_Source_

+-------+

II. The circuit court sua sponte vacated Troon’s plea.
¶23 As noted, a circuit court’s sua sponte vacatur of a defendant’s validly entered and accepted plea is permitted under Comstock only if, as pertinent here, a party intentionally withholds from the court material information which would have induced the court not to accept the plea. Therefore, we first examine whether the court sua sponte vacated Troon’s first plea. For the reasons that follow, we conclude that the court did act sua sponte in vacating Troon’s first plea.
¶24 To begin, a circuit court acts sua sponte when it acts “‘on its own motion,’” rather than “in response to a request by the parties.” Wisconsin Voter All. v. Reynolds, 2023 WI App 66, ¶15 n.4, 410 Wis. 2d 335, 1 N.W.3d 748 (citation omitted). Here, a review of the record indicates that there was no request by the State, in its letter, by motion, or in its oral argument at either the May or July 2022 hearings, for the court to vacate Troon’s plea.

+-------+

_Problems_
a) According to the excerpt on the vacated plea, what makes a circuit court's action sua sponte?
b) Retype the part of the excerpt on the vacated plea that opens with the words containing "II. The circuit" and closes with "vacating Troon’s first plea.".
c) Continue the excerpt on the vacated plea from where it stops.

[Data items]
+-------+

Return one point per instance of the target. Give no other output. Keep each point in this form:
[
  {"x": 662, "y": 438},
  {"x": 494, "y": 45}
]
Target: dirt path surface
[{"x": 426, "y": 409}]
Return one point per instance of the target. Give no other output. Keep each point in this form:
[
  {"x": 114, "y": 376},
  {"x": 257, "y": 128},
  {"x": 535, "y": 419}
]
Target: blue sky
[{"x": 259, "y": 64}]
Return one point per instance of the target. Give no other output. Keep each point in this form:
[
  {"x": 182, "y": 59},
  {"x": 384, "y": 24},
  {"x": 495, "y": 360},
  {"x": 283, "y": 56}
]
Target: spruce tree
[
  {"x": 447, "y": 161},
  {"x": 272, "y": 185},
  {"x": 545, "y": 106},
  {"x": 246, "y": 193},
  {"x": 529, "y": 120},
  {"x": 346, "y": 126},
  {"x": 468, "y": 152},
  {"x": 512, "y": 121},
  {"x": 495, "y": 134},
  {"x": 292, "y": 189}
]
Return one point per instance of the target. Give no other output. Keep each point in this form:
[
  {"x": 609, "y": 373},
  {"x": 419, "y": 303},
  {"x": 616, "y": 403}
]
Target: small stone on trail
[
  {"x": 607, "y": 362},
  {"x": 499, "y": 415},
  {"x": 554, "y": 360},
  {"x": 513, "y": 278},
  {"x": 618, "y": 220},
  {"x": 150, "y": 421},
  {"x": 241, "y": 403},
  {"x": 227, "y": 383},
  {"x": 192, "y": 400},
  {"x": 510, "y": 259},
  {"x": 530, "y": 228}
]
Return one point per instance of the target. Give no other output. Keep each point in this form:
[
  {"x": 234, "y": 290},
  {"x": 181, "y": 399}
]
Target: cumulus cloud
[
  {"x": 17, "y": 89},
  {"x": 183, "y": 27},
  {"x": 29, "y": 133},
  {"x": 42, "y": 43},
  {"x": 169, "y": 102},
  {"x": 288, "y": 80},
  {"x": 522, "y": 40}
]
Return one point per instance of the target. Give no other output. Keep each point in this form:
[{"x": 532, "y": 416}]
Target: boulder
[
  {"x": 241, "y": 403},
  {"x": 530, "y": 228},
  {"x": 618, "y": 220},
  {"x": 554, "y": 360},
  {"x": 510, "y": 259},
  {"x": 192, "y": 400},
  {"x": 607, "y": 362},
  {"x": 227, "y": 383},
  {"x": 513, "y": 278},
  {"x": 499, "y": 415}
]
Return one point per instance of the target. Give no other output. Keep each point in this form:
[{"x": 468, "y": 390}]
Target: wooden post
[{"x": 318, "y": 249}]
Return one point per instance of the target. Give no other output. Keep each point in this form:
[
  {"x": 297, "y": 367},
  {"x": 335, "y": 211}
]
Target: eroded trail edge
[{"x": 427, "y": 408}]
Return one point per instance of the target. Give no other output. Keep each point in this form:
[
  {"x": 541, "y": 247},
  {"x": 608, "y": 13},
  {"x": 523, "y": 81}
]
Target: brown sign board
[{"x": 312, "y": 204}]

+-------+

_Task-by-task results_
a) The court acts on its own motion rather than in response to a request by the parties.

b)
II. The circuit court sua sponte vacated Troon’s plea.
¶23 As noted, a circuit court’s sua sponte vacatur of a defendant’s validly entered and accepted plea is permitted under Comstock only if, as pertinent here, a party intentionally withholds from the court material information which would have induced the court not to accept the plea. Therefore, we first examine whether the court sua sponte vacated Troon’s first plea. For the reasons that follow, we conclude that the court did act sua sponte in vacating Troon’s first plea.

c)
¶25 The April 2022 letter that the assigned prosecutor sent to the circuit
court following Troon’s plea and sentencing states, in pertinent part:
When I returned to the office today, I learned that [substitute prosecutor] appeared and [defense counsel] informed that we agreed to the sentence for this Operating While Intoxicated 5th offense to run concurrently to the Defendant’s previous sentence. We never discussed that. I never agreed to that. I cannot recall ever agreeing to an Operating While Intoxicated 5th offense to run concurrently with any sentence.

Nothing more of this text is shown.